Copy the data starting with the line with "in yellow helmet" and going on through the line with "476,148 -> 568,279", keeping every line but leaving out the pictures. Multiply each coordinate in the boxes listed under each "Output:" by 1.3 and round it to a whole number, rounding halves up, and leave all other numbers unchanged.

**Provided material**:
━━━━━━━━

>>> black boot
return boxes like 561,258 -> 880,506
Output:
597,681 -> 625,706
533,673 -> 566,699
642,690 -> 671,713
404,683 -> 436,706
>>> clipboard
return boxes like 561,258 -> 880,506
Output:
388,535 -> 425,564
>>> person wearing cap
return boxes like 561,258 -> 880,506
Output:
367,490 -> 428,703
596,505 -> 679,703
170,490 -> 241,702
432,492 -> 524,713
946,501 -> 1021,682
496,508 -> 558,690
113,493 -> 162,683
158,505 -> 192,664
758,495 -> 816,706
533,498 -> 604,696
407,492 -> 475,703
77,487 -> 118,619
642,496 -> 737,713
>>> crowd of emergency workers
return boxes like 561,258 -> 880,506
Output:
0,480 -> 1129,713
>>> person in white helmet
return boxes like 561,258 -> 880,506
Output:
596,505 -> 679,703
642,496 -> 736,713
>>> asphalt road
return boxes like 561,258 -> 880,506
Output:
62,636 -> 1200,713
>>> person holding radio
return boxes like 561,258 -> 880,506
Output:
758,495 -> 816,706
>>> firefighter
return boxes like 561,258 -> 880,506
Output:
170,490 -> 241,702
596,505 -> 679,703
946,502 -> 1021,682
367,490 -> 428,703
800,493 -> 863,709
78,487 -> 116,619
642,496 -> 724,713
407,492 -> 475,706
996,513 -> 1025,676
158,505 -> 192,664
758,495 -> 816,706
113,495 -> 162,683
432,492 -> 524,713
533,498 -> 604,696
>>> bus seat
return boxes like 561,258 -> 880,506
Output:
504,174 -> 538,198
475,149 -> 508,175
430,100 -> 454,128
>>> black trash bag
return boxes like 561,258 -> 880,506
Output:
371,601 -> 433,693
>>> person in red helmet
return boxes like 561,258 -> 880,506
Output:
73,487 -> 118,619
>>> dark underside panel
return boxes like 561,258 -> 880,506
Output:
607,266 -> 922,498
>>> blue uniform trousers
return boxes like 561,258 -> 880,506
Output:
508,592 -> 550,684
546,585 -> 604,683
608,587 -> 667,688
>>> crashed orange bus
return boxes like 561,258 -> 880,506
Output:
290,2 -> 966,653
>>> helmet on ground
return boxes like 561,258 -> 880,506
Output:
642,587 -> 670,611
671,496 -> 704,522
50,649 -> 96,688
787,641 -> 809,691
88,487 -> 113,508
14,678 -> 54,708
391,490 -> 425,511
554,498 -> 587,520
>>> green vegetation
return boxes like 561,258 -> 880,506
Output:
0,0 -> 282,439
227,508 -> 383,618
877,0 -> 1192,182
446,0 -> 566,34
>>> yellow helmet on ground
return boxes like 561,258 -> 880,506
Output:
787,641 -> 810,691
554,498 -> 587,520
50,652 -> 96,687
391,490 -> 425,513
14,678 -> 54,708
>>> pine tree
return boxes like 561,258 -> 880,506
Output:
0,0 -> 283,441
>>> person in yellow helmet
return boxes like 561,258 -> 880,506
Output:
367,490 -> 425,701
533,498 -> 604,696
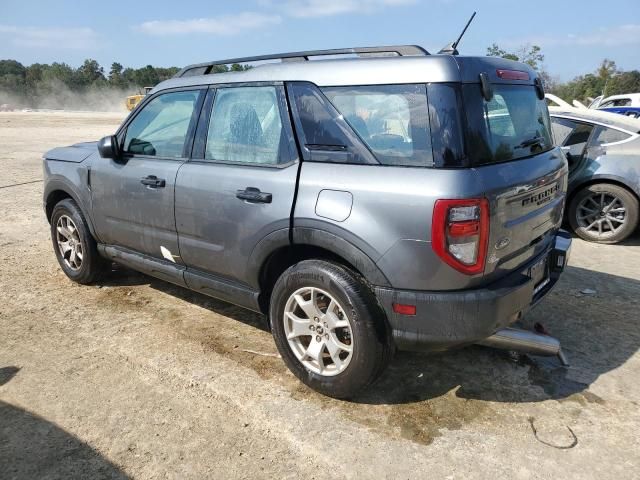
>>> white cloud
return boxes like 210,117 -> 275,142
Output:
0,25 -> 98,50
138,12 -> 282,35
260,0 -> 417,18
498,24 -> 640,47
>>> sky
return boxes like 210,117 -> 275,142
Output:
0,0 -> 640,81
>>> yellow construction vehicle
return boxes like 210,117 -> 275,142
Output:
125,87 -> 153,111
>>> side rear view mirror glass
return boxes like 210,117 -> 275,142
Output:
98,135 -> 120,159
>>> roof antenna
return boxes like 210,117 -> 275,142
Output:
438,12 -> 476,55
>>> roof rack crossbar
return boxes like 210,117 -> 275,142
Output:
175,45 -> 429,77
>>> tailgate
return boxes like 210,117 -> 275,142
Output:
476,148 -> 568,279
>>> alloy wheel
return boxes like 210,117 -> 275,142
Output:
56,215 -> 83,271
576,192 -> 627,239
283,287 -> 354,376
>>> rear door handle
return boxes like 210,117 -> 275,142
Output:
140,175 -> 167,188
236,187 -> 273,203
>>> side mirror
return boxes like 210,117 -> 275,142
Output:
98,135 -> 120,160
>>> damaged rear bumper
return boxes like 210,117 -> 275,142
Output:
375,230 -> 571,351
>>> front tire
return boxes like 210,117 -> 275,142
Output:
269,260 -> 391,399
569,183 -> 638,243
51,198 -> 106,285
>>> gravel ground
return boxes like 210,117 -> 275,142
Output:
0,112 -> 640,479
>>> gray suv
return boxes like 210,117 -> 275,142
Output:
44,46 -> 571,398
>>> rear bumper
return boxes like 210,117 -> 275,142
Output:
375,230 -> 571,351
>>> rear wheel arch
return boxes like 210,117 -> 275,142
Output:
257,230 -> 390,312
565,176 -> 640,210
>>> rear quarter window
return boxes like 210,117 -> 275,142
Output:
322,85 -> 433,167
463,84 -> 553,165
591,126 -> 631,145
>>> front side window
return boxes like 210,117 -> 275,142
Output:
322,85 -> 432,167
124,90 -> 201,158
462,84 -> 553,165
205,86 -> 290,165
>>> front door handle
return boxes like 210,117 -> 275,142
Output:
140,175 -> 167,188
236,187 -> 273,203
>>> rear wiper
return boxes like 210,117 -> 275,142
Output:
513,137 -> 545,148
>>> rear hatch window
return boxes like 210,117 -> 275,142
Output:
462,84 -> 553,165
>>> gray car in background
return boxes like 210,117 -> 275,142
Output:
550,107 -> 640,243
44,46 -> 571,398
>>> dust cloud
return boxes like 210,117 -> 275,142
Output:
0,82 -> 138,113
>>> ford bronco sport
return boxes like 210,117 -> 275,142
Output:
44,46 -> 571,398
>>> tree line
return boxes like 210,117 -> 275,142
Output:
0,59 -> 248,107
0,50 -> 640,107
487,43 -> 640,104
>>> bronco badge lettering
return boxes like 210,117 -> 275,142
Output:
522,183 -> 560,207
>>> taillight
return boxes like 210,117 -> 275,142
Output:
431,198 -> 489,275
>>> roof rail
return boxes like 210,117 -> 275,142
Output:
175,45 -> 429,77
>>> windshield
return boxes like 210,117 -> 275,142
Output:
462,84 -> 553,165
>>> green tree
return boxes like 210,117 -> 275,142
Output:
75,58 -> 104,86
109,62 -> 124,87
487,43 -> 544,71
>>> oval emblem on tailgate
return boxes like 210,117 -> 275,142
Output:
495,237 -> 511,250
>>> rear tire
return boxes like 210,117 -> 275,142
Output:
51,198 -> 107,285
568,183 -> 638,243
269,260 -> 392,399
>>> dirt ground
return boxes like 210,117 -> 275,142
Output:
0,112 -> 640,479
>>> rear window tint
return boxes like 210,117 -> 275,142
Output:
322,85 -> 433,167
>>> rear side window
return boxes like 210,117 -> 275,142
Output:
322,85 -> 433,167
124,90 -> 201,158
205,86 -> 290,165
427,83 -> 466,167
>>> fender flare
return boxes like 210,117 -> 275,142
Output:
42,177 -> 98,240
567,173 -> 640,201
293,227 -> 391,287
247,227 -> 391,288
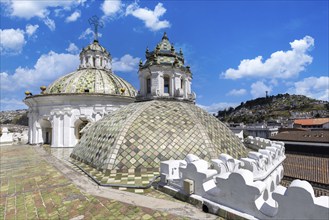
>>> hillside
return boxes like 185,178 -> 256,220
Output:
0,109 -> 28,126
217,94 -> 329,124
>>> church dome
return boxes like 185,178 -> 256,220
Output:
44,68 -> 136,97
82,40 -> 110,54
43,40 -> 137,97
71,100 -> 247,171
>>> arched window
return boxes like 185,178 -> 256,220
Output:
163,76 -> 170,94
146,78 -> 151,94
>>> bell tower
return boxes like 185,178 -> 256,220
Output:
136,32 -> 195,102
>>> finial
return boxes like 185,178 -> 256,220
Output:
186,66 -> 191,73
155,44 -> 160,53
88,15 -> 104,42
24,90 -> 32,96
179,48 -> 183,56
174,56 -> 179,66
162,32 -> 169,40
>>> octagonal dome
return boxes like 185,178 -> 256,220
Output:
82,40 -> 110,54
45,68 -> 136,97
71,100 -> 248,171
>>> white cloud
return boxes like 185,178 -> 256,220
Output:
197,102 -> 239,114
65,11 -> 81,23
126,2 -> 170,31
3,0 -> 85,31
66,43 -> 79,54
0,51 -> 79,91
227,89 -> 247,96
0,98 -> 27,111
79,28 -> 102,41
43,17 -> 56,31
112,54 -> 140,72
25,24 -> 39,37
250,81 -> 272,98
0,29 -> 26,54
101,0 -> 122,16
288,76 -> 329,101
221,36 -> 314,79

━━━━━━━━

**Output below**:
>>> person in yellow helmet
return boxes like 561,258 -> 880,506
Output:
477,637 -> 553,911
693,647 -> 785,905
>>> white cloud
return boxes like 210,117 -> 275,142
Output:
0,33 -> 127,65
179,16 -> 367,46
338,0 -> 542,23
647,31 -> 832,61
>>> sky
return boxes like 210,117 -> 275,142
Output:
0,0 -> 832,105
>>> yellow construction vehicle
return boxes like 210,117 -> 275,142
Output:
163,113 -> 199,144
>>> side rear view mirror glass
return boxes like 210,117 -> 275,142
Output:
127,176 -> 156,207
>>> roof antenna
return boxes like 210,117 -> 275,142
Output:
569,16 -> 619,72
>>> roof rack crossbar
return boxes like 210,117 -> 275,142
Output:
228,59 -> 558,100
>>> tailgate
return boxes like 210,117 -> 275,142
Output:
619,192 -> 738,363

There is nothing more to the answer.